= WHAT YOU ARE ASKED TO DO =
Rewrite all of the entries below, replacing every occurrence of "Pins" with "Keypoints" and leaving everything else unchanged. Omit the pictures.

= EXTRACTED ENTRIES =
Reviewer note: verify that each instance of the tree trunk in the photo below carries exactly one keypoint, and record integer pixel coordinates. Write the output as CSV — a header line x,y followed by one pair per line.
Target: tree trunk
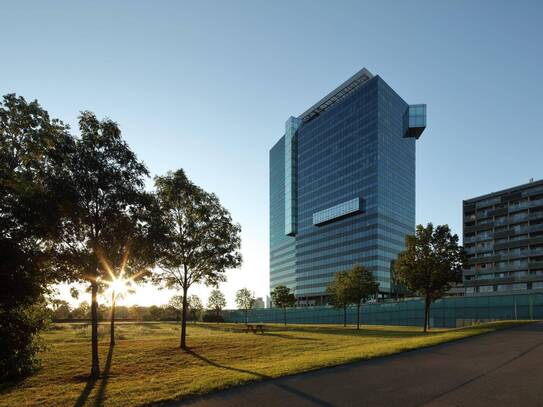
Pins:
x,y
358,316
426,312
112,328
183,343
95,369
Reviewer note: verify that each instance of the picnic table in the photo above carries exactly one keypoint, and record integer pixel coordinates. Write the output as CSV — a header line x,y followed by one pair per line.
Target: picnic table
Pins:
x,y
254,328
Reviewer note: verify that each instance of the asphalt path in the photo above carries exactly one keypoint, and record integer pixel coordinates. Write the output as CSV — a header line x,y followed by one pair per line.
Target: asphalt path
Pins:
x,y
503,368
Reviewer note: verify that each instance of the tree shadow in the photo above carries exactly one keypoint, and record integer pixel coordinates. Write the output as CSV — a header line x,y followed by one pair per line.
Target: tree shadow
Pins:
x,y
292,337
91,383
363,331
261,376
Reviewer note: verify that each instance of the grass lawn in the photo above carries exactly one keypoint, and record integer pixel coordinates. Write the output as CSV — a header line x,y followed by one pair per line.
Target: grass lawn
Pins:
x,y
147,366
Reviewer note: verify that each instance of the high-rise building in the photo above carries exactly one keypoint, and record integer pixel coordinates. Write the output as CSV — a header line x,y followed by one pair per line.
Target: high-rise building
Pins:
x,y
503,237
342,187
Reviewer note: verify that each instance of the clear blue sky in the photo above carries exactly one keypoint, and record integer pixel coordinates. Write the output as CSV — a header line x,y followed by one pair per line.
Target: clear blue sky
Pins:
x,y
207,86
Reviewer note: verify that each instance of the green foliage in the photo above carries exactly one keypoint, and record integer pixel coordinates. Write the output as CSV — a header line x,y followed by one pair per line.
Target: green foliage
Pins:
x,y
104,186
32,158
282,297
359,285
336,290
431,262
216,301
245,299
199,240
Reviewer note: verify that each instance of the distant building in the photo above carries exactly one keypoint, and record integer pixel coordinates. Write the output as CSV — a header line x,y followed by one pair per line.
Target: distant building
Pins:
x,y
342,187
503,237
259,303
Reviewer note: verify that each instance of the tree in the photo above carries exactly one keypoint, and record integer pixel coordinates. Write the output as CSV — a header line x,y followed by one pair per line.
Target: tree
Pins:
x,y
196,307
359,285
283,298
176,302
105,188
431,262
245,300
337,295
200,241
60,309
216,302
33,148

= RESULT FOR THIS TASK =
Reviewer note: verify that each instance of the tree trunk in the photo below carries exactly one keypoint, and record integer pixel coordinates. Write the output as CSV — a header line x,y followed by one pair per line.
Target: tree trunk
Keypoints:
x,y
358,316
426,312
112,328
183,343
95,369
Reviewer note: verify that each instance of the picnic table in the photo above carries exactly one keypoint, and record integer pixel coordinates. Write the output as CSV — a header line x,y followed by one pair per line.
Target: picnic table
Keypoints:
x,y
254,328
Reviewer note: verify that each instance of the asphalt path in the photo above carries exactly one keypoint, and record integer pixel coordinates. Write the output as CSV — a header line x,y followed by one pair per line.
Target: asphalt path
Keypoints:
x,y
503,368
Reviewer note: verify that each instance of the tree shadow in the photo above carries exactly one keypoint, and record integer pixel coordinates. Write the output as CSV — a header line x,y followed by one pair per line.
Target: tree shadow
Keypoints:
x,y
292,337
91,383
363,331
261,376
Reviewer note: verify that each instance of the grass lawn in the photo above carries exactly one keypoint, and record integer pixel coordinates. Write the output as CSV — a header line x,y followed by one pair per line.
Target: grass lawn
Keypoints:
x,y
147,366
Reviewer note: verify that each instance of the high-rise building in the photo above carries exactly one keypoint, and record integer pixel coordinates. Write the output as CSV — a header line x,y followed by one pair per line.
Target: high-rise building
Keypoints:
x,y
503,237
342,187
Reviewer note: verify that each instance of the clear blue sky in the photo above carries exactly one keypoint, and record integer pixel coordinates. Write the output as CSV — a header line x,y followed by one pair per line.
Target: clear blue sky
Keypoints:
x,y
207,86
Reviewer note: verify that each instance of the green foliage in the photo above carries exactly one keypoint, and record integer pixel coordinates. Write the output as CSV — a header line x,y followed by one pair per line.
Target: green foliage
Keypoints:
x,y
104,186
32,158
282,297
359,285
336,290
431,262
216,301
245,299
199,240
Reviewer note: verify that each instance of the distant building in the photo above carries exactly one keypoint, and record integer pixel coordinates. Write the output as CSV — a header line x,y followed by one pair per line.
Target: distant building
Keypoints:
x,y
342,187
503,237
259,303
Reviewer note: verify that each instance of the tree in the photo above carries exactly one keypoint, and record integer pixel coordinates. Write the output as CSV — a header line x,y followed by one pair per line.
Target: tree
Keypoints:
x,y
196,307
359,285
283,298
176,302
105,188
431,262
245,300
337,295
200,241
60,309
216,302
33,148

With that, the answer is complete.